BEGIN TEXT BLOCK
Reported pain after day surgery: a critical literature review
Article first published online: 18 MAR 2004
Journal of Advanced Nursing
Volume 46, Issue 1, pages 53–65, April 2004
How to Cite
Coll, A. M., Ameen, J. R.M. and Moseley, L. G. (2004), Reported pain after day surgery: a critical literature review. Journal of Advanced Nursing, 46: 53–65. doi: 10.1111/j.1365-2648.2003.02965.x
- Issue published online: 18 MAR 2004
- Article first published online: 18 MAR 2004
- Submitted for publication 24 February 2003 Accepted for publication 14 November 2003
- postoperative pain;
- operation types;
- day surgery;
- pain assessment
Background. Despite technological advancements in anaesthesia and analgesia, reported pain levels after day surgery remains high. Whilst it is unrealistic to expect no pain, the level that constitutes ‘acceptable’ pain remains unclear because of inconsistencies in reporting. These inconsistencies have resulted from different interpretations of what pain is and the use of different measurement tools.
Aim. The aim of this paper is to report a study investigating any disparity in reported levels of pain following day surgery, within different specialities and in relation to specific operative procedures.
Method. Nursing and health care papers published since 1983 were sought using the keywords: postoperative pain, postoperative complications, pain after day surgery, day surgery, ambulatory surgery, nursing, operation types, operative procedures, surgical procedures, descriptors of pain, pain intensity, verbal descriptor scale, numerical rating scale, visual analogue scale, validity, reliability, design, sample size, data collection methods and their various combinations. Databases searched were Medline, CINAHL, Nursing Collection, Embase, Healthstar, BMJ and several on-line Internet journals, specifically Ambulatory Surgery. The search was restricted to publications in the English language.
Findings. Twenty-four papers were identified. Inconsistencies in the reported intensity of pain are highlighted, in relation to different operative procedures and specialities. Data in the papers are based on different descriptors, measurement tools and data collection methods. In many cases, sample size, and validity and reliability can also be questioned.
Conclusions. There is a disparity in reported levels of pain after day surgery. It is important that a unified day surgery pain measurement strategy is established, so that patients can be informed about the intensity of pain that they are likely to experience following specific procedures.
END TEXT BLOCK
* [WHAT YOU HAVE TO DO]: Reproduce the text of the day-surgery pain review between "Method. Nursing and" and "the English language.", inclusive. Please note that the items have nothing to do with the review on day-surgery pain.
BEGIN SUPPLIED RECORDS
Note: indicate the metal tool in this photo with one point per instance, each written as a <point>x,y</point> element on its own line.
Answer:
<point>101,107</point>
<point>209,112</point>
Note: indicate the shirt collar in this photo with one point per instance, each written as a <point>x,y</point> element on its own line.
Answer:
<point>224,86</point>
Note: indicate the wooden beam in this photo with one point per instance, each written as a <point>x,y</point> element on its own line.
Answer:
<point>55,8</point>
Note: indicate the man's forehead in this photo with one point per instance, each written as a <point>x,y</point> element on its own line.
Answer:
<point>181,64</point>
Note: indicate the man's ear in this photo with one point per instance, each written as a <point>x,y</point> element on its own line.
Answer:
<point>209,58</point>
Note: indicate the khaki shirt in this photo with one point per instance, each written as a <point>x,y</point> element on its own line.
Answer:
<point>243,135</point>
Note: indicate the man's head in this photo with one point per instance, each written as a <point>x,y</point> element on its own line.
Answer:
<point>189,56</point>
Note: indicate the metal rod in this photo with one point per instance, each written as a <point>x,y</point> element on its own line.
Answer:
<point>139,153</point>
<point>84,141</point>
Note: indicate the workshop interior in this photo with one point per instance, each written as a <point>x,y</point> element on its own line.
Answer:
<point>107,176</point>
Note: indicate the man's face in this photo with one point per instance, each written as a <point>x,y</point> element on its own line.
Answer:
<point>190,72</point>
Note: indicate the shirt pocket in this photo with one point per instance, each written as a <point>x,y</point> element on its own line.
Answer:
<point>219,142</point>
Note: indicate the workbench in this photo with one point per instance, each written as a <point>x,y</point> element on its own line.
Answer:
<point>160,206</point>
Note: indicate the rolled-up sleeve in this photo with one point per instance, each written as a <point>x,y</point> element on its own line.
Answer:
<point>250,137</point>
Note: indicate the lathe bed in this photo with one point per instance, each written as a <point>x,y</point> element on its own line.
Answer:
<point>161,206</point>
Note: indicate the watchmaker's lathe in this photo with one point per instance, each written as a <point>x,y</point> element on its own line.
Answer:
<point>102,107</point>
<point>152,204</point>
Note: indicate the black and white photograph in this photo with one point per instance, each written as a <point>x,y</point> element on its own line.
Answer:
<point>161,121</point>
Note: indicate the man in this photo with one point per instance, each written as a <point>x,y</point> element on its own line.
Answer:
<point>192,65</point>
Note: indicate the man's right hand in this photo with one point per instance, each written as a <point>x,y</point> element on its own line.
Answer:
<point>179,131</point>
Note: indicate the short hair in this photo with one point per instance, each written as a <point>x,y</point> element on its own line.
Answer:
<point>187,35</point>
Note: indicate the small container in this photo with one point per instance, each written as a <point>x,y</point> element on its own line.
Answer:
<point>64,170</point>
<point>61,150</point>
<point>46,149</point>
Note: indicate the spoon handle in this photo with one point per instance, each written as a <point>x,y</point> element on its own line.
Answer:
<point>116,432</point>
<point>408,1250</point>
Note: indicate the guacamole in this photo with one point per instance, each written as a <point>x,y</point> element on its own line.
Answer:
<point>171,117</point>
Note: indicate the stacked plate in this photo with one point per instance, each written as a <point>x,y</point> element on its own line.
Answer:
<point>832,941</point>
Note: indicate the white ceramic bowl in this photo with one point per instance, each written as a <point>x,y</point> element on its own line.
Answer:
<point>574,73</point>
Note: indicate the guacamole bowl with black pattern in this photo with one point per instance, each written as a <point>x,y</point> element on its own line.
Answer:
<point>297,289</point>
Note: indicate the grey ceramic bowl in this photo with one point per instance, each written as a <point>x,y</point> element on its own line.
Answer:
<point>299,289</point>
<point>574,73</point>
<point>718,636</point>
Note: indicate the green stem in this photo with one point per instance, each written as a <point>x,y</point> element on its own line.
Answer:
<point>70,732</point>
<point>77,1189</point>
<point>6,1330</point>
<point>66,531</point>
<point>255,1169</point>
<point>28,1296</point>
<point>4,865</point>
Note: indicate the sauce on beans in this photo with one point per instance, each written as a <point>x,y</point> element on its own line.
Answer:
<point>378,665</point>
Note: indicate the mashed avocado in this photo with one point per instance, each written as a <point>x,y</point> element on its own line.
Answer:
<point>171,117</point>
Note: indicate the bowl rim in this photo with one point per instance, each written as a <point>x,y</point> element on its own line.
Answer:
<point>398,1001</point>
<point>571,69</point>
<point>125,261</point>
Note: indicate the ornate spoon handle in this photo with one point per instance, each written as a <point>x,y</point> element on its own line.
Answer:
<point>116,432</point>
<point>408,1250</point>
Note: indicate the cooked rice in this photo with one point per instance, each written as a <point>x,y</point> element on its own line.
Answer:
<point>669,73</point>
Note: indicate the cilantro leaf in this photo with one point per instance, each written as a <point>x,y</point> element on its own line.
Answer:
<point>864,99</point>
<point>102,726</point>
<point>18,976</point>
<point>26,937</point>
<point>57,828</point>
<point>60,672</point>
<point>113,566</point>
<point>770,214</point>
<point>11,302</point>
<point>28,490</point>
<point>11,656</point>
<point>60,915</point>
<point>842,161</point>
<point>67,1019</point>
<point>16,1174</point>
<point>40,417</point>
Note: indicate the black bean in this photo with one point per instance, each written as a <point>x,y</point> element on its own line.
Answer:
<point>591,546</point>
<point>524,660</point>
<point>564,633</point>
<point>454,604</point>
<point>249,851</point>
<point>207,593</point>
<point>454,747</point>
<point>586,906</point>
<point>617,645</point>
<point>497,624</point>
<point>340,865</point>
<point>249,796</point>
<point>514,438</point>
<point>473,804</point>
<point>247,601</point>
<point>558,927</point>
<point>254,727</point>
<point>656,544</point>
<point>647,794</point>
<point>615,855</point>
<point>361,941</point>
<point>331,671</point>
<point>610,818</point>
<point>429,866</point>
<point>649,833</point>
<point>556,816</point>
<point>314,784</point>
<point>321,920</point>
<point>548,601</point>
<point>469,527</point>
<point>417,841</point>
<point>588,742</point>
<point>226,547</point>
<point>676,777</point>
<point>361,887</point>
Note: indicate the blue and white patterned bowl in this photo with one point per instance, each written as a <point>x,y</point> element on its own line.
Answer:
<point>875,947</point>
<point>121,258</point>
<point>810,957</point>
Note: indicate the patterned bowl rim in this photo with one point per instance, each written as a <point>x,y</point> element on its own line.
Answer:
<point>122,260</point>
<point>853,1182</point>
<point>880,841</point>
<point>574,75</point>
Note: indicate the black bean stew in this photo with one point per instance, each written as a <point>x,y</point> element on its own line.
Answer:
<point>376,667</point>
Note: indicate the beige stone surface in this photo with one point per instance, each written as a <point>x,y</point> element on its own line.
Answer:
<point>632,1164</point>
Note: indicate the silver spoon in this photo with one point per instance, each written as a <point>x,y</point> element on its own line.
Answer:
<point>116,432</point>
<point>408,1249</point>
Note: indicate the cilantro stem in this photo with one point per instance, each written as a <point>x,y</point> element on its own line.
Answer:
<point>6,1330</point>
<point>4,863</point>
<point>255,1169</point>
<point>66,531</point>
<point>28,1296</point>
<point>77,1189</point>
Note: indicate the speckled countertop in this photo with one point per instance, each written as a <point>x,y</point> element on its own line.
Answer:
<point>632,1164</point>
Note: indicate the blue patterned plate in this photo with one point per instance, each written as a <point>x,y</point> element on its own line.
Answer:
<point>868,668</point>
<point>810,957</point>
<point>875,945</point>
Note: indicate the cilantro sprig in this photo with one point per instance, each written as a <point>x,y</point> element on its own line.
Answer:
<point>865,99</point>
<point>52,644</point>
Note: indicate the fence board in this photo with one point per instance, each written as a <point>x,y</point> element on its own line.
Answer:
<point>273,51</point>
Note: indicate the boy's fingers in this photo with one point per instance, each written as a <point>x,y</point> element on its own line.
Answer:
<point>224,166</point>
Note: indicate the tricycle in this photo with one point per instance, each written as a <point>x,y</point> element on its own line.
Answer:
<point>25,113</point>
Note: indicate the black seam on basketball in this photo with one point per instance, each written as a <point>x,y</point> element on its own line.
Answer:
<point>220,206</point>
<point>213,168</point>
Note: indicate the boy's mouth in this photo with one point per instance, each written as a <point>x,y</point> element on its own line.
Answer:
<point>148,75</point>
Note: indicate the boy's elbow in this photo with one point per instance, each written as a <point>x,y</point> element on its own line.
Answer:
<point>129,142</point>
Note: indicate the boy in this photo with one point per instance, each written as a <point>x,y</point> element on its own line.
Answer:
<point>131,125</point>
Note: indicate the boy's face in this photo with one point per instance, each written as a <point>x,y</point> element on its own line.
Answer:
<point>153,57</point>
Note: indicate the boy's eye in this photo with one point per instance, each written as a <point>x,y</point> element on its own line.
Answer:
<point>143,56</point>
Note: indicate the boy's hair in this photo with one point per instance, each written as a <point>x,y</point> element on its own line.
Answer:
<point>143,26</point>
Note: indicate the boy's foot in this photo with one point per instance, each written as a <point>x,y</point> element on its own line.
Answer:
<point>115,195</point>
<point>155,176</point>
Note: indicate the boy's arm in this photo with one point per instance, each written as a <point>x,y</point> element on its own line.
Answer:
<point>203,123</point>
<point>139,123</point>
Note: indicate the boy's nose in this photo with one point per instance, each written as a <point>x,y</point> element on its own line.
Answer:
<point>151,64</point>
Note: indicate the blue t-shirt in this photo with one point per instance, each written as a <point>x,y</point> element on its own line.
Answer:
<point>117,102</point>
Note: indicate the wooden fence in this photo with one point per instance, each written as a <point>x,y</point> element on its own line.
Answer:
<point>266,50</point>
END SUPPLIED RECORDS
* [WRITTEN RESPONSE]:
Method. Nursing and health care papers published since 1983 were sought using the keywords: postoperative pain, postoperative complications, pain after day surgery, day surgery, ambulatory surgery, nursing, operation types, operative procedures, surgical procedures, descriptors of pain, pain intensity, verbal descriptor scale, numerical rating scale, visual analogue scale, validity, reliability, design, sample size, data collection methods and their various combinations. Databases searched were Medline, CINAHL, Nursing Collection, Embase, Healthstar, BMJ and several on-line Internet journals, specifically Ambulatory Surgery. The search was restricted to publications in the English language.